_EXERCISE AIM_.
Put every line of the listing below into a numbered list, leaving out blank lines and the pictures.

_EXERCISE MATERIALS_.

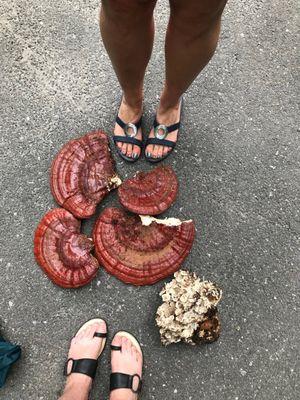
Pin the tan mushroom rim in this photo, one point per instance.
(91, 322)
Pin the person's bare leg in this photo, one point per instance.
(83, 345)
(191, 40)
(127, 30)
(128, 361)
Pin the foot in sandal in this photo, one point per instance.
(128, 132)
(126, 365)
(164, 133)
(80, 368)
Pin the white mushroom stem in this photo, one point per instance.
(114, 182)
(147, 220)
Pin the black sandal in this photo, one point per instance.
(161, 131)
(86, 366)
(119, 380)
(130, 131)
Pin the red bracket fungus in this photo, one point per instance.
(141, 250)
(83, 173)
(149, 193)
(62, 251)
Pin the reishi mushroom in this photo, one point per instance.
(188, 312)
(82, 173)
(62, 251)
(141, 250)
(149, 193)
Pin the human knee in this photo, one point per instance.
(197, 18)
(124, 7)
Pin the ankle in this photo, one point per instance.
(77, 385)
(134, 102)
(167, 104)
(122, 394)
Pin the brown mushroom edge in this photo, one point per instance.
(62, 252)
(189, 310)
(83, 173)
(141, 250)
(151, 192)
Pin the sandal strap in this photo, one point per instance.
(170, 128)
(161, 142)
(86, 366)
(128, 139)
(124, 381)
(122, 124)
(100, 334)
(115, 348)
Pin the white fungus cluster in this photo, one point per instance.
(188, 312)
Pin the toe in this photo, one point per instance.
(117, 341)
(99, 327)
(166, 150)
(159, 151)
(129, 150)
(155, 151)
(120, 145)
(149, 150)
(124, 148)
(125, 345)
(136, 151)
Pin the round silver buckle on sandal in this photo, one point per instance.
(158, 129)
(130, 129)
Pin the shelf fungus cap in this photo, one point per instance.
(82, 173)
(149, 193)
(62, 251)
(189, 310)
(141, 253)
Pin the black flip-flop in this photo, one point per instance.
(130, 129)
(161, 131)
(86, 366)
(120, 380)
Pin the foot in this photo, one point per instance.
(165, 116)
(127, 361)
(85, 345)
(129, 113)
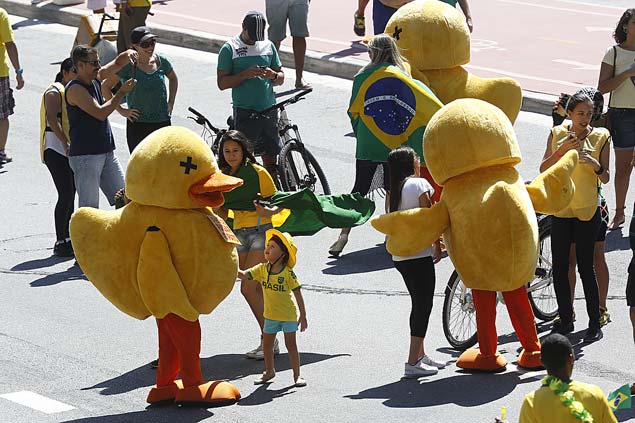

_WRITTEN ANSWER_.
1. Pin the tan mushroom rim in this photo, one point per instance.
2. (91, 322)
3. Pin the person's bare leg in this photo, one point per instance.
4. (83, 345)
5. (191, 40)
6. (127, 30)
7. (128, 361)
8. Pin the foot in sandal in this photo, one point per instance.
9. (128, 132)
10. (126, 365)
11. (164, 133)
12. (80, 368)
13. Pin the white mushroom stem in this photo, one point per instance.
14. (114, 182)
15. (147, 220)
16. Pin the black sandal in this photo, one point per instance.
17. (161, 131)
18. (86, 366)
19. (119, 380)
20. (130, 131)
21. Pin the red bracket fungus in this photo, one point per instance.
22. (141, 250)
23. (83, 173)
24. (149, 193)
25. (62, 251)
26. Pin the reishi mushroom in this photo, one point per instance.
27. (188, 312)
28. (82, 173)
29. (62, 251)
30. (141, 250)
31. (149, 193)
32. Pin the human knee in this photo, one point per instance.
33. (197, 18)
34. (124, 7)
35. Pin the ankle in this photo, one point per instance.
36. (77, 385)
37. (134, 102)
38. (167, 104)
39. (122, 394)
40. Pin the brown mushroom edge in this photo, one point per instance.
41. (62, 252)
42. (189, 310)
43. (83, 173)
44. (141, 250)
45. (151, 192)
46. Pin the sandal strap in this photo, one point per instance.
47. (170, 128)
48. (161, 142)
49. (86, 366)
50. (128, 139)
51. (124, 381)
52. (122, 124)
53. (100, 334)
54. (115, 348)
55. Pin the white fungus cluster in this photo, one point per instance.
56. (188, 312)
57. Pin the toe in this photo, one point per instance.
58. (117, 341)
59. (99, 327)
60. (166, 150)
61. (159, 151)
62. (129, 150)
63. (155, 151)
64. (120, 145)
65. (149, 150)
66. (124, 148)
67. (125, 345)
68. (136, 151)
69. Pin the round silver buckle on sandal in this photo, one point per instance.
70. (158, 129)
71. (130, 129)
72. Pin the shelf fungus cap in this photo, one point per instance.
73. (82, 173)
74. (149, 193)
75. (62, 251)
76. (189, 310)
77. (141, 253)
78. Pin the black flip-flop in this photo, one point per instance.
79. (130, 129)
80. (161, 131)
81. (86, 366)
82. (120, 380)
83. Pin the foot in this photo, one point per instance.
84. (165, 116)
85. (127, 361)
86. (85, 345)
87. (129, 113)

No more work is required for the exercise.